═══ Extracted information ═══
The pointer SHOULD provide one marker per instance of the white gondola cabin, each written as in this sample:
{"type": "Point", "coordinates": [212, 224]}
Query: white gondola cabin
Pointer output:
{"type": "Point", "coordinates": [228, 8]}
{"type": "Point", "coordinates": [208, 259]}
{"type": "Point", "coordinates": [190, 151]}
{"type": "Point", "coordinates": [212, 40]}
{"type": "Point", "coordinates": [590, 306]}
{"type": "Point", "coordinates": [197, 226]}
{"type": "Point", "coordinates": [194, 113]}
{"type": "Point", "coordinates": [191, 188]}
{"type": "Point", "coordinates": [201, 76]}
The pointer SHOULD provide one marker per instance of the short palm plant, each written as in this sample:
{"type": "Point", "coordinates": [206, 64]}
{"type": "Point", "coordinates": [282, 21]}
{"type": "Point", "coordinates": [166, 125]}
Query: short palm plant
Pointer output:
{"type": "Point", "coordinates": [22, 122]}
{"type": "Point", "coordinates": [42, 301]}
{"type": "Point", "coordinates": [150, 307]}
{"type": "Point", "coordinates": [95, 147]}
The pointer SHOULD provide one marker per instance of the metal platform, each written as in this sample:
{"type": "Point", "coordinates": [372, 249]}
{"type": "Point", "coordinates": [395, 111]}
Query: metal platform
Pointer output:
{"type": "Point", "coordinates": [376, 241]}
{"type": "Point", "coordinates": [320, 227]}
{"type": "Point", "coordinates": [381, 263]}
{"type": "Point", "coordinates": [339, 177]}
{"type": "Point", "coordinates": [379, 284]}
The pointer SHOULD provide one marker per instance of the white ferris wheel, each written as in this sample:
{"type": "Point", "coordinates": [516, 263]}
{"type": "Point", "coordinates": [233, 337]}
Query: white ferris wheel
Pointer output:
═══
Exercise objective
Retype all the records, matching them exactly.

Finished answer
The pointer SHOULD provide one marker per instance of the white gondola cabin, each written as in this sample:
{"type": "Point", "coordinates": [212, 224]}
Query: white gondola cabin
Pointer output:
{"type": "Point", "coordinates": [228, 8]}
{"type": "Point", "coordinates": [208, 259]}
{"type": "Point", "coordinates": [190, 151]}
{"type": "Point", "coordinates": [212, 40]}
{"type": "Point", "coordinates": [590, 306]}
{"type": "Point", "coordinates": [197, 226]}
{"type": "Point", "coordinates": [194, 113]}
{"type": "Point", "coordinates": [191, 188]}
{"type": "Point", "coordinates": [201, 76]}
The pointer SHOULD provide one marker per instance of the short palm plant, each written as in this sample:
{"type": "Point", "coordinates": [206, 64]}
{"type": "Point", "coordinates": [282, 21]}
{"type": "Point", "coordinates": [166, 125]}
Query: short palm plant
Pointer output:
{"type": "Point", "coordinates": [22, 122]}
{"type": "Point", "coordinates": [42, 301]}
{"type": "Point", "coordinates": [150, 307]}
{"type": "Point", "coordinates": [95, 147]}
The pointer SHOULD provide one marker per instance of the metal platform, each written as in this sample:
{"type": "Point", "coordinates": [372, 249]}
{"type": "Point", "coordinates": [395, 111]}
Query: metal platform
Pointer output:
{"type": "Point", "coordinates": [376, 241]}
{"type": "Point", "coordinates": [320, 227]}
{"type": "Point", "coordinates": [381, 263]}
{"type": "Point", "coordinates": [339, 177]}
{"type": "Point", "coordinates": [379, 284]}
The pointer SHOULD provide one marker per instance of the white ferris wheel, each written as in this sample:
{"type": "Point", "coordinates": [516, 263]}
{"type": "Point", "coordinates": [233, 337]}
Query: white ferris wheel
Pointer output:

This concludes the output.